GOAL
Render the whole listing below as a Markdown table with the columns Row and Line. Number each line and leave out any blank lines.

EXERCISE INPUT
□ □ □

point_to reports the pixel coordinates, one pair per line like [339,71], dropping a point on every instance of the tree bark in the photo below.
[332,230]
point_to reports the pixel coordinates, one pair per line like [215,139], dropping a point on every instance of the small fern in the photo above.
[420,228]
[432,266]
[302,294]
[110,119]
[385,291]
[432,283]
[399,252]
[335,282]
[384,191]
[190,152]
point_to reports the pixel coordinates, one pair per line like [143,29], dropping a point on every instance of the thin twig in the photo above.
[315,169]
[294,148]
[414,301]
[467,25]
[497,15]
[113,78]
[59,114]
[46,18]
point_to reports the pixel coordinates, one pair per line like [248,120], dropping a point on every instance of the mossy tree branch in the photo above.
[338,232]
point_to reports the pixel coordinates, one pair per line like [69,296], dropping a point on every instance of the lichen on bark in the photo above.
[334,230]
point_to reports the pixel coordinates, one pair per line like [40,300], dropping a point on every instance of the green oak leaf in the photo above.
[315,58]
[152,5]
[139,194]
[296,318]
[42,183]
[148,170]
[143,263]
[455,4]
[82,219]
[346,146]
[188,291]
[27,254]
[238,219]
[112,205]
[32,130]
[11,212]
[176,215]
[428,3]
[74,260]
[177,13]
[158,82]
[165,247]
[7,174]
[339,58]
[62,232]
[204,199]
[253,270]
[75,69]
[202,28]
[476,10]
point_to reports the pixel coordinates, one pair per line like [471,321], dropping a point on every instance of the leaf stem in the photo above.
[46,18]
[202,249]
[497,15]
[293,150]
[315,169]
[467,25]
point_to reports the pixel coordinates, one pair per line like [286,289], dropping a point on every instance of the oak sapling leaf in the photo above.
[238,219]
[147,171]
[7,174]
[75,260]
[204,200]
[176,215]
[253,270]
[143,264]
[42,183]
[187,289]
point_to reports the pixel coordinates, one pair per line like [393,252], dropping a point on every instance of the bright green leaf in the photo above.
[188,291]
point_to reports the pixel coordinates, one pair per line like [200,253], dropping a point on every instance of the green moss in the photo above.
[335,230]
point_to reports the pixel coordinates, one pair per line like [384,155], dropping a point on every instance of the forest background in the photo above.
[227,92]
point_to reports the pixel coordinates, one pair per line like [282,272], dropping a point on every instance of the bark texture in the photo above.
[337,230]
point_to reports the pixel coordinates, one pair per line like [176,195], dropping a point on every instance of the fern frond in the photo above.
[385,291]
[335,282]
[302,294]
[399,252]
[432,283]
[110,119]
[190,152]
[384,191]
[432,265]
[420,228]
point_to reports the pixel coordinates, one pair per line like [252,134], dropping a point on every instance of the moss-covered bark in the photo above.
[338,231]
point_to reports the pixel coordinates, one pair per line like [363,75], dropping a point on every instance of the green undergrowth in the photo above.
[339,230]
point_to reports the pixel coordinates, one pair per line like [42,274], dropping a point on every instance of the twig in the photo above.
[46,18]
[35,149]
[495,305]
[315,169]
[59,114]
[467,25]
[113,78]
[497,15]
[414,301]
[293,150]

□ □ □

RESPONSE TO THE TASK
| Row | Line |
|---|---|
| 1 | point_to reports the pixel coordinates, one pair per line like [339,71], dropping a point on every instance of the tree bark in the photo below. |
| 2 | [332,230] |
| 3 | point_to reports the pixel coordinates, one pair per line like [215,139], dropping a point on every instance of the small fern in the photo above. |
| 4 | [420,228] |
| 5 | [432,266] |
| 6 | [302,294] |
| 7 | [110,119] |
| 8 | [385,291] |
| 9 | [432,283] |
| 10 | [399,252] |
| 11 | [335,282] |
| 12 | [384,191] |
| 13 | [190,152] |
| 14 | point_to reports the pixel coordinates, one pair per line like [143,29], dropping a point on every instance of the thin twig in the photo above. |
| 15 | [315,169] |
| 16 | [294,148] |
| 17 | [414,301] |
| 18 | [467,25] |
| 19 | [497,15] |
| 20 | [113,78] |
| 21 | [59,114] |
| 22 | [46,18] |
| 23 | point_to reports the pixel coordinates, one pair per line like [248,120], dropping a point on every instance of the mossy tree branch in the photo above. |
| 24 | [338,232] |
| 25 | point_to reports the pixel coordinates, one pair per line like [69,296], dropping a point on every instance of the lichen on bark in the photo above. |
| 26 | [334,230] |
| 27 | point_to reports the pixel coordinates, one pair per line like [40,300], dropping a point on every instance of the green oak leaf in the photo above. |
| 28 | [315,58] |
| 29 | [152,5] |
| 30 | [139,194] |
| 31 | [296,318] |
| 32 | [42,183] |
| 33 | [148,170] |
| 34 | [143,263] |
| 35 | [455,4] |
| 36 | [82,219] |
| 37 | [346,146] |
| 38 | [188,291] |
| 39 | [27,254] |
| 40 | [238,219] |
| 41 | [112,205] |
| 42 | [32,130] |
| 43 | [11,212] |
| 44 | [176,215] |
| 45 | [428,3] |
| 46 | [74,260] |
| 47 | [177,13] |
| 48 | [158,82] |
| 49 | [165,247] |
| 50 | [7,174] |
| 51 | [339,58] |
| 52 | [62,232] |
| 53 | [204,199] |
| 54 | [253,270] |
| 55 | [75,69] |
| 56 | [202,28] |
| 57 | [476,10] |
| 58 | point_to reports the pixel coordinates, one pair per line like [471,321], dropping a point on every instance of the leaf stem in the photo above. |
| 59 | [46,18] |
| 60 | [202,249] |
| 61 | [497,15] |
| 62 | [293,150] |
| 63 | [315,169] |
| 64 | [467,25] |
| 65 | point_to reports the pixel coordinates, one pair per line like [286,289], dropping a point on every instance of the oak sapling leaf in the photo above. |
| 66 | [238,219] |
| 67 | [147,171] |
| 68 | [7,174] |
| 69 | [75,260] |
| 70 | [204,200] |
| 71 | [176,215] |
| 72 | [253,270] |
| 73 | [143,264] |
| 74 | [42,183] |
| 75 | [187,289] |
| 76 | point_to reports the pixel coordinates, one pair per line like [393,252], dropping a point on every instance of the bright green leaf in the photo above. |
| 77 | [188,291] |
| 78 | point_to reports the pixel coordinates, one pair per line like [200,253], dropping a point on every instance of the green moss in the photo above. |
| 79 | [335,230] |
| 80 | point_to reports the pixel coordinates, one pair per line like [384,155], dropping a point on every instance of the forest background in the photo above. |
| 81 | [227,92] |
| 82 | point_to reports the pixel coordinates, one pair per line like [282,272], dropping a point on every instance of the bark texture in the photo above. |
| 83 | [337,230] |
| 84 | point_to reports the pixel coordinates, one pair per line like [176,195], dropping a point on every instance of the fern frond in the photo above. |
| 85 | [385,291] |
| 86 | [335,282] |
| 87 | [302,294] |
| 88 | [399,252] |
| 89 | [432,283] |
| 90 | [110,119] |
| 91 | [190,152] |
| 92 | [384,191] |
| 93 | [432,265] |
| 94 | [420,228] |
| 95 | point_to reports the pixel coordinates, one pair per line like [252,134], dropping a point on every instance of the moss-covered bark in the photo above. |
| 96 | [338,231] |
| 97 | point_to reports the pixel coordinates, one pair per line like [363,75], dropping a point on every instance of the green undergrowth in the photo above. |
| 98 | [339,230] |
| 99 | point_to reports the pixel coordinates, one pair per line like [42,274], dropping a point on every instance of the twig in the photo above. |
| 100 | [46,18] |
| 101 | [35,149] |
| 102 | [495,305] |
| 103 | [315,169] |
| 104 | [59,114] |
| 105 | [467,25] |
| 106 | [113,78] |
| 107 | [497,15] |
| 108 | [414,301] |
| 109 | [293,150] |